Items listed in a dataset:
= = =
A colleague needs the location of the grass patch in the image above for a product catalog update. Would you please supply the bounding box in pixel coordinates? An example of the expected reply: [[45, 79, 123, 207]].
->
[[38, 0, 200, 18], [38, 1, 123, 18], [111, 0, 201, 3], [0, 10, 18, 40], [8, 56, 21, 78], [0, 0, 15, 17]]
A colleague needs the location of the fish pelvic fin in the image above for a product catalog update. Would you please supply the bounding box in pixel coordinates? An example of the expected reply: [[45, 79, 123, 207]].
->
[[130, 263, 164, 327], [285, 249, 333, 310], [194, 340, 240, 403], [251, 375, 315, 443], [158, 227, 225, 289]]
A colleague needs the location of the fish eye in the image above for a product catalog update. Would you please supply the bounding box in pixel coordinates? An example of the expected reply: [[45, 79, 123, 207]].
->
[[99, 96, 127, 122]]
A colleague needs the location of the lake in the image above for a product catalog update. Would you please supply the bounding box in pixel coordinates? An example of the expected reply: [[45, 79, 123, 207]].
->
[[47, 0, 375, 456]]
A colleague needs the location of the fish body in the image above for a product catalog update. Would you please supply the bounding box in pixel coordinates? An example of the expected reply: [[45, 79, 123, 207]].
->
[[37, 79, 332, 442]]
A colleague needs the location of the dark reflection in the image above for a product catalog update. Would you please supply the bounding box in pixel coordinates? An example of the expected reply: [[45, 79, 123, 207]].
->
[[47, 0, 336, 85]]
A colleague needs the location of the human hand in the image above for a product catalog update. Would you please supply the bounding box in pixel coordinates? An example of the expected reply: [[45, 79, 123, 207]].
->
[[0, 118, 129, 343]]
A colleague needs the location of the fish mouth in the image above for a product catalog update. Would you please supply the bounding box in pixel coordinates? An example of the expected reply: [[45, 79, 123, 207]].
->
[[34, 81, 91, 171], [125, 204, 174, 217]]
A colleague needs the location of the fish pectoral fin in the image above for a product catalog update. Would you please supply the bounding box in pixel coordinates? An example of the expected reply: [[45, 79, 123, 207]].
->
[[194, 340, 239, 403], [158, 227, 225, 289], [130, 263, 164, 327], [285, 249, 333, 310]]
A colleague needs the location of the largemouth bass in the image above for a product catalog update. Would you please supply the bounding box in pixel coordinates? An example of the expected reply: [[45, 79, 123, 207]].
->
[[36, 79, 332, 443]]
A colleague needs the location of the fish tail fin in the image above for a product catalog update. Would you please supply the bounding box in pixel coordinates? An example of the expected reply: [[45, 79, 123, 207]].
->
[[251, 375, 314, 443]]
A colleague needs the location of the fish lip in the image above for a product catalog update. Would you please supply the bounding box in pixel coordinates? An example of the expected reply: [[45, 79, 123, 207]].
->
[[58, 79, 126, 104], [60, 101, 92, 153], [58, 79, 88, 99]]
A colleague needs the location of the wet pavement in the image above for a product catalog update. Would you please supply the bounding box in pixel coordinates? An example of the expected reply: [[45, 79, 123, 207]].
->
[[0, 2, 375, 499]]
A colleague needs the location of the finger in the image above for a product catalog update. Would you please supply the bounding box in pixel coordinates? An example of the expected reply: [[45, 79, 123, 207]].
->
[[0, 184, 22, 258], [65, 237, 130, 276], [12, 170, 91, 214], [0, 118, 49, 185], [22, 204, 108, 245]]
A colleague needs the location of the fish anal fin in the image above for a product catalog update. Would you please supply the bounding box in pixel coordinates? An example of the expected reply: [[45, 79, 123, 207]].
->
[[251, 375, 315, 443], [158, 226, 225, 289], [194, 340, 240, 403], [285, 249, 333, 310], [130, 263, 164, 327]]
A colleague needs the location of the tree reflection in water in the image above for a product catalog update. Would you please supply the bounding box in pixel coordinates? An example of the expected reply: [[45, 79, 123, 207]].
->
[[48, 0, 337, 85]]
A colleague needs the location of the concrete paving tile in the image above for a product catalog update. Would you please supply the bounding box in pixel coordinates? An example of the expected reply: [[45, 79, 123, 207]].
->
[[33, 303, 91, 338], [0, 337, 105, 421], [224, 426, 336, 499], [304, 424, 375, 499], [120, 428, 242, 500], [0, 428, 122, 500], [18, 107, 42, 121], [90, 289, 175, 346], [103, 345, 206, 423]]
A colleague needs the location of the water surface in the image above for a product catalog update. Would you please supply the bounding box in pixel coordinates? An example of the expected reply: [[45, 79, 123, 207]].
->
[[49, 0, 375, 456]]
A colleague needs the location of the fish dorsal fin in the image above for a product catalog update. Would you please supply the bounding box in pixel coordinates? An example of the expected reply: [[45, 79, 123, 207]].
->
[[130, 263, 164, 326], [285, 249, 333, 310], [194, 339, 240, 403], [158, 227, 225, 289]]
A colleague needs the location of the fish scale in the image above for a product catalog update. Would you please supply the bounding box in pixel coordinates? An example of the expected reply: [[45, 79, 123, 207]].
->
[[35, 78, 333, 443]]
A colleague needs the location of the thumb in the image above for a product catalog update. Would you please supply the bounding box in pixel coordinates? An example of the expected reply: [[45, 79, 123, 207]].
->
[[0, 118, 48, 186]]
= = =
Repeat every record, keeping each line exactly as it is.

▸ **TASK RESPONSE**
A colleague needs the location of the grass patch in the image above for a product catalog update. Would you please supply the bounding box in pixel coordinates? An example of the expected reply: [[45, 79, 123, 207]].
->
[[38, 0, 200, 18], [38, 1, 123, 18], [111, 0, 201, 3], [0, 10, 18, 40], [8, 56, 21, 78], [0, 0, 15, 17]]
A colleague needs the location of the fish pelvic fin in the image above for a product catalog update. Would you please supply the bounding box in pixel coordinates? An example of the expected reply: [[45, 79, 123, 207]].
->
[[130, 263, 164, 327], [285, 249, 333, 310], [194, 340, 240, 403], [251, 375, 315, 443], [158, 227, 225, 289]]
A colleague needs the location of the fish eye in the image above for a product catalog update. Would you please supply the bounding box in pixel coordinates? An example of the expected reply: [[45, 79, 123, 207]].
->
[[99, 96, 127, 122]]
A colleague needs the location of the lake in the image above for a product catalog update. Would you please supply the bounding box in pixel coordinates? An example of the expected reply: [[45, 79, 123, 207]].
->
[[47, 0, 375, 456]]
A colleague needs the location of the fish body in the image above for a product catalog update. Would you please supply the bounding box in pixel coordinates? An example of the expected reply: [[45, 79, 123, 207]].
->
[[37, 79, 332, 442]]
A colleague needs the location of the dark reflection in the image above for a product catalog update. Would you please supply the bounding box in pixel coordinates? An example of the expected reply: [[45, 79, 123, 207]].
->
[[47, 0, 336, 85]]
A colleague needs the location of the human hand in the image above for a product catalog update. Would you please supply the bounding box in pixel coordinates? An example of the expected reply: [[45, 79, 123, 207]].
->
[[0, 118, 129, 343]]
A colleague needs the location of the fish mouth in the image above for a product catalog update. Would you please supply the bounding box in pixel coordinates? An example of the expected reply: [[45, 79, 123, 207]].
->
[[34, 81, 91, 171], [125, 204, 174, 217]]
A colleague needs the location of the fish pectoral fin in the image above for a product catalog update. Would you please supply the bounding box in pixel coordinates? An example of the expected reply: [[45, 79, 123, 207]].
->
[[194, 340, 239, 403], [158, 227, 225, 289], [130, 263, 164, 327], [285, 249, 333, 310]]
A colleague needs the location of the largemouth bass in the image above for a product catalog update. Would you please supply the bounding box in pixel coordinates? An example of the expected reply: [[45, 79, 123, 207]].
->
[[36, 79, 332, 443]]
A colleague needs the location of the fish tail fin in the image above for a product catalog update. Would you please supply the bounding box in pixel coordinates? An example of the expected reply: [[45, 79, 123, 207]].
->
[[251, 375, 314, 443]]
A colleague needs the location of the fish lip in the image above for a product catalog update. Would you please supply the bounding box in pixel coordinates? An example of the expected reply: [[45, 79, 123, 207]].
->
[[58, 79, 126, 104], [60, 101, 92, 153], [58, 79, 88, 99]]
A colleague needs the location of the wet pavement in the image above for a product catalog update. Would you please supply the bounding box in pixel coordinates? An example of the expected reply: [[45, 79, 123, 207]].
->
[[0, 2, 375, 499]]
A colleague needs the location of the finger in the image above for a product catalog update. Would you please supply the bounding box in pixel coordinates? An example of the expected reply: [[45, 79, 123, 207]].
->
[[0, 184, 22, 258], [65, 237, 130, 276], [12, 170, 91, 214], [0, 118, 49, 185], [22, 204, 108, 245]]
A colleague needs the location of the fish anal fin in the image above for a product catalog update. Would you please supply the bounding box in pixel coordinates? An example of the expected reply: [[45, 79, 123, 207]].
->
[[251, 375, 315, 443], [158, 226, 225, 289], [194, 340, 240, 403], [285, 249, 333, 310], [130, 263, 164, 327]]
A colleague needs the location of the tree reflection in water in the image above for a product catalog update. Would you please supply the bounding box in pixel coordinates? An example of the expected reply: [[45, 79, 123, 207]].
->
[[48, 0, 337, 85]]
A colleague needs the location of the concrete paving tile in the image above for a product catalog update. Would you please supply the bounding box in pixel coordinates? An example of the expected reply: [[45, 79, 123, 207]].
->
[[33, 303, 91, 338], [0, 337, 105, 421], [224, 426, 336, 499], [304, 424, 375, 499], [120, 428, 242, 500], [0, 428, 122, 500], [18, 107, 42, 121], [90, 289, 175, 346], [103, 345, 206, 423]]
A colleague needs the location of the water surface in the image above for a product catalog update. Would you please supply the bounding box in pixel coordinates? An example of the expected reply: [[45, 79, 123, 207]].
->
[[49, 0, 375, 456]]
A colleague needs the location of the fish dorsal fin in the image above for a product catalog update. Would you please supply the bounding box in pixel coordinates? An example of the expected reply: [[45, 79, 123, 207]].
->
[[130, 263, 164, 326], [285, 249, 333, 310], [194, 339, 240, 403], [158, 227, 225, 289]]
A colleague needs the location of the fish scale in the image above for a product catalog update. Would you please supply the bounding box in pixel coordinates? An example of the expected reply: [[45, 79, 123, 207]].
->
[[35, 78, 333, 443]]
A colleague needs the location of the thumb in the image above for a product catalog update. Would you please supply the bounding box in pixel coordinates? An example of the expected reply: [[45, 79, 123, 207]].
->
[[0, 118, 48, 186]]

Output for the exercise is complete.